Please show every line of the records that contains the word "distant".

--- START ---

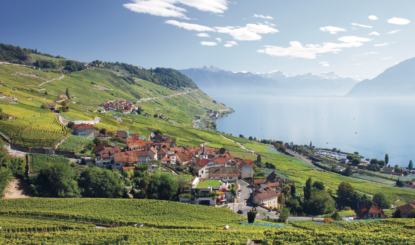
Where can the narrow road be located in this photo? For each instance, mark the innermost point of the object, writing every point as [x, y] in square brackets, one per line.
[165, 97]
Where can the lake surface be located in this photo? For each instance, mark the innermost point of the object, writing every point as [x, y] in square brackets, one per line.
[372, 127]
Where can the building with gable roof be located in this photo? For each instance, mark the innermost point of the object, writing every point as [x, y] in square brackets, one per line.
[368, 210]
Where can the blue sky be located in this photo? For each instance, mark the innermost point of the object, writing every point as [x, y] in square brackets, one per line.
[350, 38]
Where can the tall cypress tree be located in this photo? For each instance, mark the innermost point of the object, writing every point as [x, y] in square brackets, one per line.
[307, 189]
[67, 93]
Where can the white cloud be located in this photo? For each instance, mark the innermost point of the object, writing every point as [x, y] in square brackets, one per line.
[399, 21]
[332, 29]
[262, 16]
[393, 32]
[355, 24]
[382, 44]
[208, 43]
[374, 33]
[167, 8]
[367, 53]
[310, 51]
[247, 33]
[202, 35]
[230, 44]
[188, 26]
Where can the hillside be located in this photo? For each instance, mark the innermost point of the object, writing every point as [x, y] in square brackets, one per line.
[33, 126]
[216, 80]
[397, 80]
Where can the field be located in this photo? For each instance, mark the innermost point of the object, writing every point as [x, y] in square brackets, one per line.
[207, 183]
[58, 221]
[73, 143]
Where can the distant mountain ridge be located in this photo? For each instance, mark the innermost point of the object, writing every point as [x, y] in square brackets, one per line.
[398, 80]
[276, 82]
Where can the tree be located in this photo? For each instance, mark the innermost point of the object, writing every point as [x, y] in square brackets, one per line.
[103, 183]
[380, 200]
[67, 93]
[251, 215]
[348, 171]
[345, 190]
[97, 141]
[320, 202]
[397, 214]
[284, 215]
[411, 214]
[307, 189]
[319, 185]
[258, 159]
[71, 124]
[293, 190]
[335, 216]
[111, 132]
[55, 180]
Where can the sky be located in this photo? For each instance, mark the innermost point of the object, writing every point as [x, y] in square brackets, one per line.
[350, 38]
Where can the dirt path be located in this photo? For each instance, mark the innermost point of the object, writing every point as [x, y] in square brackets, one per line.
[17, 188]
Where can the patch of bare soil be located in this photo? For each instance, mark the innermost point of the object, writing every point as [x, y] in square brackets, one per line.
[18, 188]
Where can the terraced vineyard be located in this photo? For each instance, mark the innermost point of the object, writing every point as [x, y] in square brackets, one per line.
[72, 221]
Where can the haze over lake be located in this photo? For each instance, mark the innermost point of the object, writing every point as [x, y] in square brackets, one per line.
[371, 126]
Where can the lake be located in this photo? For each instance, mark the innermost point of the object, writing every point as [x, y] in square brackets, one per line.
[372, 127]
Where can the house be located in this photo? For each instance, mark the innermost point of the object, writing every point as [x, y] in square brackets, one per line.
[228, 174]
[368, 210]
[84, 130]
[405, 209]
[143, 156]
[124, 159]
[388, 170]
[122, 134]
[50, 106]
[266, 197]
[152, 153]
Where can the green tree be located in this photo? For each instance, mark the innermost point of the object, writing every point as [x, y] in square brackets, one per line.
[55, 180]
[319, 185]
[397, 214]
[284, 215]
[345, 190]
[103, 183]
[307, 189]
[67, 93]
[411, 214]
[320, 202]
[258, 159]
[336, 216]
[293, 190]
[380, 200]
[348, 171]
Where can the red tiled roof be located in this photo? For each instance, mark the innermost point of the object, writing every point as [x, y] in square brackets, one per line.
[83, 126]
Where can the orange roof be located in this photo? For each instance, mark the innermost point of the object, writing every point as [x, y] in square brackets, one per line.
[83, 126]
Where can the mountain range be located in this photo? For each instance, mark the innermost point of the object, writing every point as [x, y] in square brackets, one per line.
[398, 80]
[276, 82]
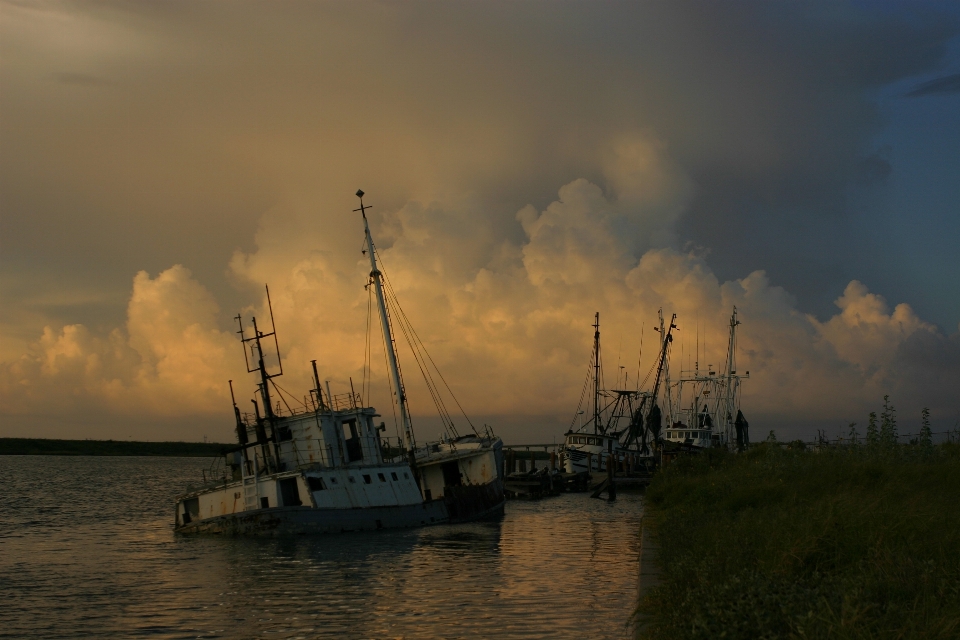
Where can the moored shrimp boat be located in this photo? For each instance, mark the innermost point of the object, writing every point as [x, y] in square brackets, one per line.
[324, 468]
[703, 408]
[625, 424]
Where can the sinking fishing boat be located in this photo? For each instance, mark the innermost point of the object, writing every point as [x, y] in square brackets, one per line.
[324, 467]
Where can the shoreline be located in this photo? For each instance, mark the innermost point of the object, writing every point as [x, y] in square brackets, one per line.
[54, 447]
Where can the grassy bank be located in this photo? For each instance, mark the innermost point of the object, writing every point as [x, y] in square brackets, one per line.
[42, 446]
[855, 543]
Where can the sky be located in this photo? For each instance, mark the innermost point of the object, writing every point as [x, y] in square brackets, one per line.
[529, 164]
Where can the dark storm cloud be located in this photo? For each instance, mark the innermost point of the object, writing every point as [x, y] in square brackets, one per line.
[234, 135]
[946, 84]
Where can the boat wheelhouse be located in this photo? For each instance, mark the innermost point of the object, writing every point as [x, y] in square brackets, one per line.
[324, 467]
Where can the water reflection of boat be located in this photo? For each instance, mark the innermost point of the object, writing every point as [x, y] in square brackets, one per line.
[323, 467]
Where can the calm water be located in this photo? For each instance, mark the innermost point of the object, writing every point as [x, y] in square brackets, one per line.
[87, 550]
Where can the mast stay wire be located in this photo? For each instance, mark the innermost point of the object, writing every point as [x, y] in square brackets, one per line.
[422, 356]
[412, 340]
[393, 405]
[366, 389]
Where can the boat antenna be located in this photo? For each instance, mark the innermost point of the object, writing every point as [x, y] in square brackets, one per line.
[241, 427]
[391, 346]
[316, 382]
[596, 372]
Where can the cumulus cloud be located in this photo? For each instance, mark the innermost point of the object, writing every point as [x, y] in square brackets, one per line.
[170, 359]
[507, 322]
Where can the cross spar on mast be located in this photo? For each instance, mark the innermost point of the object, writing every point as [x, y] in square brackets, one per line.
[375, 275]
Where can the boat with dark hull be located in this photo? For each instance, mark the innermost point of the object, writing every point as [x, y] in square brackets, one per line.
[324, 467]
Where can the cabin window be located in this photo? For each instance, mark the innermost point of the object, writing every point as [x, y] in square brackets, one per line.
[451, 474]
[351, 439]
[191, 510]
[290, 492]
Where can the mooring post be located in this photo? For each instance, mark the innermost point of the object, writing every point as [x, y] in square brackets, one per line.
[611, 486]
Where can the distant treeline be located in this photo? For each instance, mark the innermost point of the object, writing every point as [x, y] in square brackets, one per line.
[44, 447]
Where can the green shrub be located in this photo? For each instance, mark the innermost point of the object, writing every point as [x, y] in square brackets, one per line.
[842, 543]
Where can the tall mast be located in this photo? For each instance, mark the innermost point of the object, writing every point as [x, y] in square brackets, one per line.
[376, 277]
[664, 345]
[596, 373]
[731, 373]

--- END ---
--- START ---

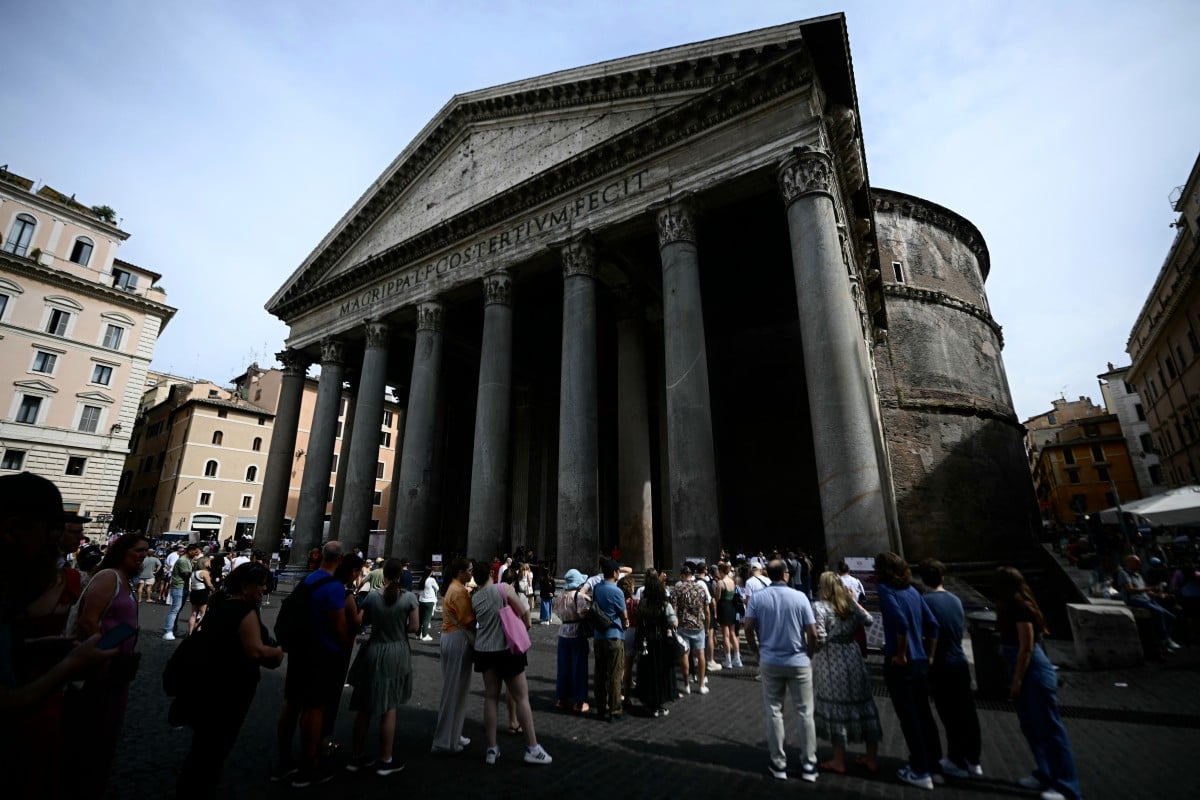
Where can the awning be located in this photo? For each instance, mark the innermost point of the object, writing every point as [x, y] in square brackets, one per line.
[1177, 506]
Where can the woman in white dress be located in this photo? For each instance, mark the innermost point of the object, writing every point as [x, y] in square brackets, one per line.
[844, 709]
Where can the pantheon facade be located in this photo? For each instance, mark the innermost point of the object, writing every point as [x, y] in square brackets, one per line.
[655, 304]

--- END ---

**Solution to this problem**.
Where can the distant mountain ridge be located in this photo? For each instance, mark the innermost point of the object, writing every point as [x, y] in square brackets, one per line.
Where can the distant treeline be located in this photo? For each instance, mark the innermost point of the object, writing every point as [x, y] in square brackets, one per line.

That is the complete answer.